* [PASSAGE FOURNI]

Quatre insoumis en quête de hauteur

Alors que la France insoumise de Jean-Luc Mélenchon a dévoilé sa stratégie pour les législatives de 2017, Politis dresse le portrait de quatre candidats à la députation.

Pauline Graulle  • 23 novembre 2016 abonné·es
Quatre insoumis en quête de hauteur
© Photo : Rémy GABALDA/AFP

Il n’y a pas que la présidentielle dans la vie… Il y a les législatives aussi ! Et le mouvement de Jean-Luc Mélenchon compte bien peser de tout son poids dans ce scrutin, en juin prochain : « C’est la même campagne que nous mènerons à l’élection présidentielle et aux législatives », a averti Manuel Bompard, le directeur de campagne, lors de la première convention de la France insoumise, qui s’est tenue à Lille les 15 et 16 octobre.

* [SÉRIE DE TÂCHES]
(1) D'après le passage fourni, dans quelle ville et à quelles dates s'est tenue la première convention de la France insoumise ?
(2) Indiquez si chacune des affirmations suivantes s'accorde avec le passage fourni, en citant les mots qui tranchent. (a) Manuel Bompard est le directeur de campagne. (b) Politis dresse le portrait de cinq candidats. (c) Les législatives sont prévues en mars.
(3) Recopiez fidèlement la partie du passage fourni qui s'ouvre sur les mots contenant « Alors que la » et s'achève sur « à la députation. ».

* [EXTRAITS DE DONNÉES]
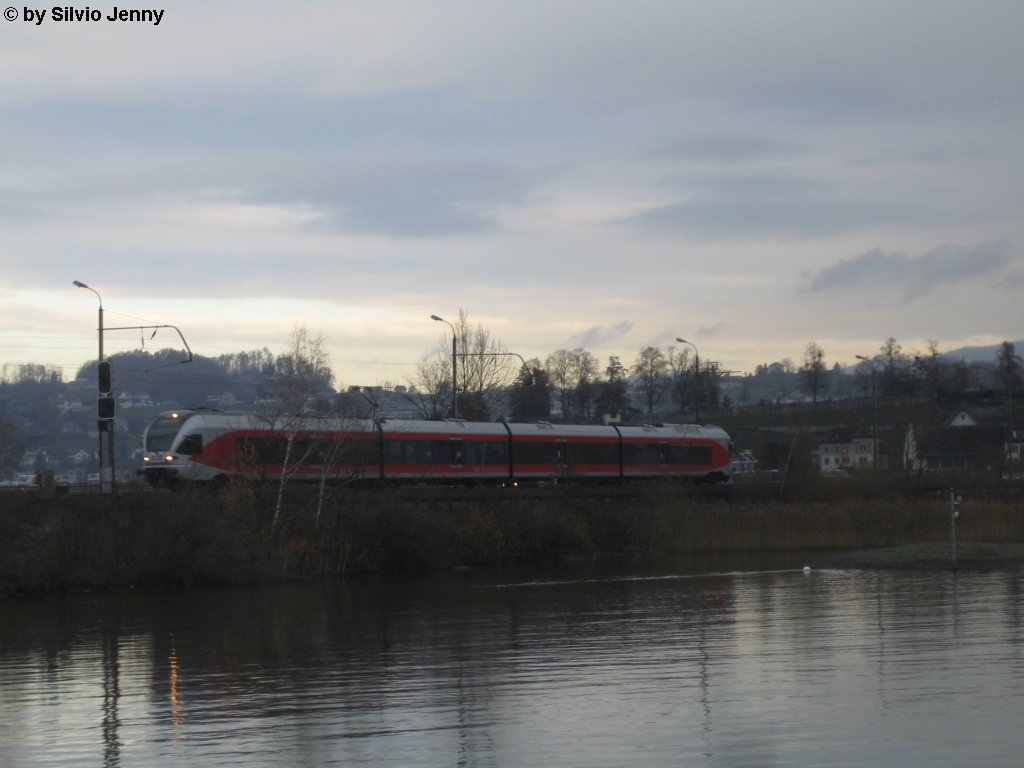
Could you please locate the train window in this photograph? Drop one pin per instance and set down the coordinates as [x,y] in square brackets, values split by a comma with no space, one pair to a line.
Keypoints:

* * *

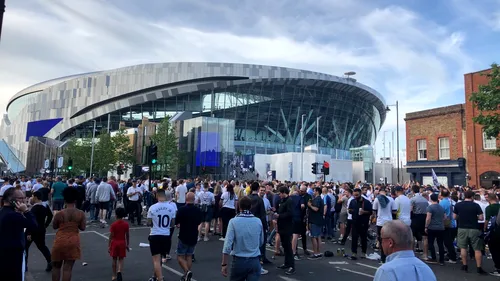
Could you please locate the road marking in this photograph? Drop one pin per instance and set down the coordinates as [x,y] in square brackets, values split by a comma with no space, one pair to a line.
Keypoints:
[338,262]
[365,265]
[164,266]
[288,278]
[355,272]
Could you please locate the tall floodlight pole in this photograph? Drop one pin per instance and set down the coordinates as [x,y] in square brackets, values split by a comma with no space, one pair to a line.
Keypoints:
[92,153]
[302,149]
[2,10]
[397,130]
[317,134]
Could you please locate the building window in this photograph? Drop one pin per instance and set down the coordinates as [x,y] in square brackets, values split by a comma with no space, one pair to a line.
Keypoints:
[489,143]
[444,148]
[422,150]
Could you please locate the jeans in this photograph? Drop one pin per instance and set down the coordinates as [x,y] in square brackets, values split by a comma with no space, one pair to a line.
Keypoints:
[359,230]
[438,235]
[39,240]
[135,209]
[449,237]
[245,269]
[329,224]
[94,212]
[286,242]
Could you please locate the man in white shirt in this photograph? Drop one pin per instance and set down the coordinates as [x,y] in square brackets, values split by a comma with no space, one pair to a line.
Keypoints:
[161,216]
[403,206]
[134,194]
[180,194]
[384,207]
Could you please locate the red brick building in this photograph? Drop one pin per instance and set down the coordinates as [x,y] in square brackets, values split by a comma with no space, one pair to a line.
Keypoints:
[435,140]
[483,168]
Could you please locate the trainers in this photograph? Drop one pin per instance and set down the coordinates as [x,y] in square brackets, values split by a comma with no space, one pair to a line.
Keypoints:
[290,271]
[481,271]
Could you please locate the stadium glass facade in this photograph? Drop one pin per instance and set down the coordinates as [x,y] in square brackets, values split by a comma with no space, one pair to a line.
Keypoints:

* [SOLUTIONS PAR TÂCHE]
(1) À Lille, les 15 et 16 octobre.

(2)
(a) Oui : « a averti Manuel Bompard, le directeur de campagne ».
(b) Non : « Politis dresse le portrait de quatre candidats à la députation ».
(c) Non : « en juin prochain ».

(3)
Alors que la France insoumise de Jean-Luc Mélenchon a dévoilé sa stratégie pour les législatives de 2017, Politis dresse le portrait de quatre candidats à la députation.